Exactly the lines from the one with "Where can you spot the grassy" through the end of the material are to be output, both included, with no other text.

________________________

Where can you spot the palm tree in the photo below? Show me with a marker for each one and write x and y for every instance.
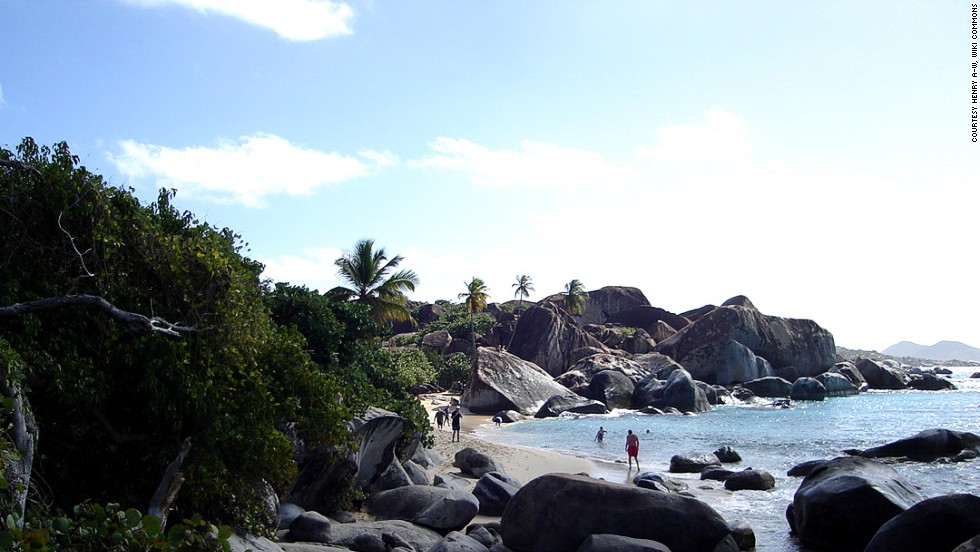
(367, 270)
(575, 297)
(523, 290)
(475, 299)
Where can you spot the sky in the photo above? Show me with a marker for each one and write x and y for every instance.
(814, 156)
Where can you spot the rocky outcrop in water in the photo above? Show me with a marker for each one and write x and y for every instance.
(843, 502)
(678, 391)
(558, 512)
(784, 342)
(605, 302)
(927, 445)
(503, 381)
(880, 375)
(940, 523)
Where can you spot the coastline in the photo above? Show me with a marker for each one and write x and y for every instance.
(526, 463)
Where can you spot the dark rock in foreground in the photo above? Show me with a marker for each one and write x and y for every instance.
(937, 524)
(843, 502)
(503, 381)
(558, 512)
(927, 445)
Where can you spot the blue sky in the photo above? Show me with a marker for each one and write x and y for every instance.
(815, 157)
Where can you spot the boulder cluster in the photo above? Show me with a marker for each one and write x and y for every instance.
(623, 353)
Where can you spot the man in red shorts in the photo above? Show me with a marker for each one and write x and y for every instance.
(633, 449)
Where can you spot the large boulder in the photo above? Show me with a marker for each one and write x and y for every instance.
(930, 382)
(837, 385)
(692, 463)
(547, 335)
(679, 391)
(442, 510)
(843, 502)
(554, 406)
(608, 301)
(379, 431)
(323, 474)
(502, 381)
(771, 387)
(725, 362)
(850, 371)
(750, 480)
(612, 388)
(782, 341)
(558, 512)
(648, 318)
(619, 543)
(494, 490)
(656, 363)
(473, 462)
(584, 369)
(808, 389)
(880, 375)
(937, 524)
(927, 445)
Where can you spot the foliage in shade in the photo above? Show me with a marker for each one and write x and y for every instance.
(114, 402)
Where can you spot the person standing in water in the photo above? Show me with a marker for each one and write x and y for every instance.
(633, 449)
(600, 434)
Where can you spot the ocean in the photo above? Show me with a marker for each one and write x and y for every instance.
(770, 439)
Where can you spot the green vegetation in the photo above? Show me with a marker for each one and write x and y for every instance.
(127, 330)
(475, 298)
(456, 320)
(522, 289)
(574, 297)
(369, 272)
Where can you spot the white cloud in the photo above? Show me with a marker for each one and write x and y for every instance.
(720, 139)
(298, 20)
(315, 269)
(246, 172)
(536, 164)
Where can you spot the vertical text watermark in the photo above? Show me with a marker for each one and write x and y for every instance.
(973, 73)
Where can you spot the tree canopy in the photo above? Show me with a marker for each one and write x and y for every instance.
(115, 402)
(374, 282)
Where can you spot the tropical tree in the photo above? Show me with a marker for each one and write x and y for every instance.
(373, 282)
(522, 289)
(575, 297)
(475, 299)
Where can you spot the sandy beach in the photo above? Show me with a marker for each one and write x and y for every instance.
(526, 463)
(522, 463)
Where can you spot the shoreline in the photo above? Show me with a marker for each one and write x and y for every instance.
(526, 463)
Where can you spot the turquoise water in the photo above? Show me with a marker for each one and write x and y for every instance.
(773, 440)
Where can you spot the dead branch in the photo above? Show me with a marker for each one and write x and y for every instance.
(153, 324)
(166, 492)
(25, 435)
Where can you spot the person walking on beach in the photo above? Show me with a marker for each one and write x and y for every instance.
(456, 417)
(633, 449)
(600, 434)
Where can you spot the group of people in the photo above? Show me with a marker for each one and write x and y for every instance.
(632, 445)
(453, 416)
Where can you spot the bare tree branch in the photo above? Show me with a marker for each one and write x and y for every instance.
(71, 239)
(153, 324)
(25, 434)
(166, 492)
(20, 165)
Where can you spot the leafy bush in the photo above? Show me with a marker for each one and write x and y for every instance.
(414, 366)
(456, 320)
(94, 527)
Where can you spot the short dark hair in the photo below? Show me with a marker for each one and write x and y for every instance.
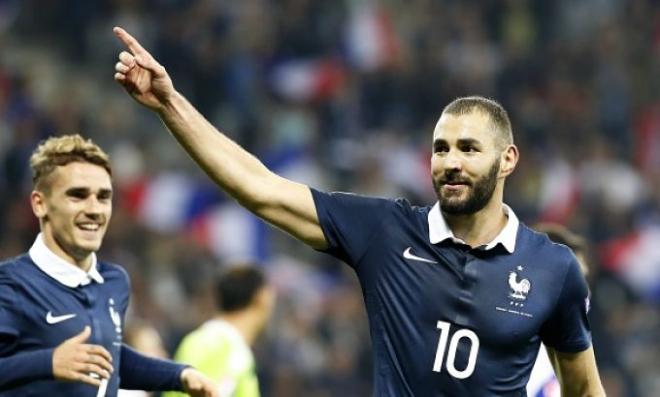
(496, 112)
(237, 286)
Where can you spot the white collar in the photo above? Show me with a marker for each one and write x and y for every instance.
(61, 270)
(439, 230)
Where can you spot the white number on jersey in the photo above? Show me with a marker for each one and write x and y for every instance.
(443, 326)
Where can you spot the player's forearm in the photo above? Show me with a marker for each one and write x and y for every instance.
(22, 368)
(235, 170)
(577, 373)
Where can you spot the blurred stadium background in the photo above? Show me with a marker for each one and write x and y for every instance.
(344, 95)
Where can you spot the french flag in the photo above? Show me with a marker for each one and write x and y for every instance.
(371, 38)
(173, 202)
(636, 259)
(308, 80)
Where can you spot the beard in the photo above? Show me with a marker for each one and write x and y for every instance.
(479, 192)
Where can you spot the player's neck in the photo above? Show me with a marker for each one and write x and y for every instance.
(244, 322)
(481, 227)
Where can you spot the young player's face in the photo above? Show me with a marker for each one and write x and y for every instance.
(75, 210)
(466, 162)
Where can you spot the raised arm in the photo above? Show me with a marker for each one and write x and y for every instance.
(577, 373)
(284, 203)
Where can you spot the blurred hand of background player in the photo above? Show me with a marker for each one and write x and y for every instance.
(141, 75)
(198, 385)
(76, 361)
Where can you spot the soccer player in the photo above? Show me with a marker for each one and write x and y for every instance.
(61, 309)
(459, 294)
(542, 381)
(220, 348)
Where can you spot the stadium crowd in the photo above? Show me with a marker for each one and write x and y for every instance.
(343, 95)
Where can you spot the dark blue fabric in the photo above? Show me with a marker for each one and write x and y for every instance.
(139, 372)
(507, 302)
(27, 340)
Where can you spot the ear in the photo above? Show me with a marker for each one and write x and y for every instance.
(508, 160)
(38, 203)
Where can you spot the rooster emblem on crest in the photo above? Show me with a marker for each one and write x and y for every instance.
(519, 289)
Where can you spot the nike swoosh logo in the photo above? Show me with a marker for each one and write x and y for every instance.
(409, 255)
(50, 319)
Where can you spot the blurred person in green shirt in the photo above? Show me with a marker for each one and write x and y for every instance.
(220, 347)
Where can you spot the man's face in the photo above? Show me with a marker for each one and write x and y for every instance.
(75, 210)
(466, 162)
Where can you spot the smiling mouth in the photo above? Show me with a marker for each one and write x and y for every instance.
(89, 227)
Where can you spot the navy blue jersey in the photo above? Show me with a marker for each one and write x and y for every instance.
(446, 319)
(37, 313)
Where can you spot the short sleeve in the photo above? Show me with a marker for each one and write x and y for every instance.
(567, 329)
(9, 315)
(349, 222)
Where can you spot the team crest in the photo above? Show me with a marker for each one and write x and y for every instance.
(114, 315)
(519, 288)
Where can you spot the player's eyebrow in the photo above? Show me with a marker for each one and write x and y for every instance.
(84, 191)
(462, 142)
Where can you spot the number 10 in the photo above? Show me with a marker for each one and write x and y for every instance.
(443, 326)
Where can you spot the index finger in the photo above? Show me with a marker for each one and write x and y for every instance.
(129, 41)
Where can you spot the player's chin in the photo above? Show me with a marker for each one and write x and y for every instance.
(91, 243)
(453, 205)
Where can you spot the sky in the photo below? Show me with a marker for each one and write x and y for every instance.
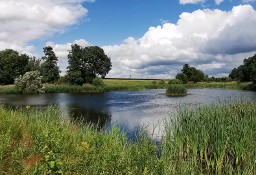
(143, 38)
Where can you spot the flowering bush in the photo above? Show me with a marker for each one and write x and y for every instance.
(30, 83)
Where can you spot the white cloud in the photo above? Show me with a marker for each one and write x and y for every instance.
(190, 1)
(26, 20)
(213, 40)
(218, 2)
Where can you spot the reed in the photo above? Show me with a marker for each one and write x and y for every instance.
(176, 90)
(212, 140)
(216, 139)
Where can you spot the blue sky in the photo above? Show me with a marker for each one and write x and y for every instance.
(109, 22)
(144, 38)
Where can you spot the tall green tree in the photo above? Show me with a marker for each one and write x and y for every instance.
(192, 73)
(245, 72)
(87, 63)
(12, 64)
(182, 77)
(49, 69)
(75, 73)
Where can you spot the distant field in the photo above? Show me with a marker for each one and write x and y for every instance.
(127, 82)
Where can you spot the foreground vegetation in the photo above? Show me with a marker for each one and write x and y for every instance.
(209, 140)
(126, 84)
(176, 90)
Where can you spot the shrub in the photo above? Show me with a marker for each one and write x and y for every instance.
(161, 82)
(176, 90)
(97, 82)
(175, 81)
(182, 77)
(29, 83)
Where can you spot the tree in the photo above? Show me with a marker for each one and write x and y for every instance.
(245, 72)
(182, 77)
(33, 64)
(29, 83)
(49, 69)
(86, 63)
(74, 70)
(12, 64)
(192, 73)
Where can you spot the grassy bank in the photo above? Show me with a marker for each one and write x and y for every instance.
(210, 140)
(223, 85)
(127, 84)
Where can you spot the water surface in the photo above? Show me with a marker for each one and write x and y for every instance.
(129, 110)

________________________

## SOLUTION:
Where can you spot the grassy bank in the photo above? Show me with a marker for each one and write x and y for every instance.
(210, 140)
(223, 85)
(127, 84)
Where can you spot the water surface in the photo above? Show me with a marker for each one and write x and y for every instance.
(129, 110)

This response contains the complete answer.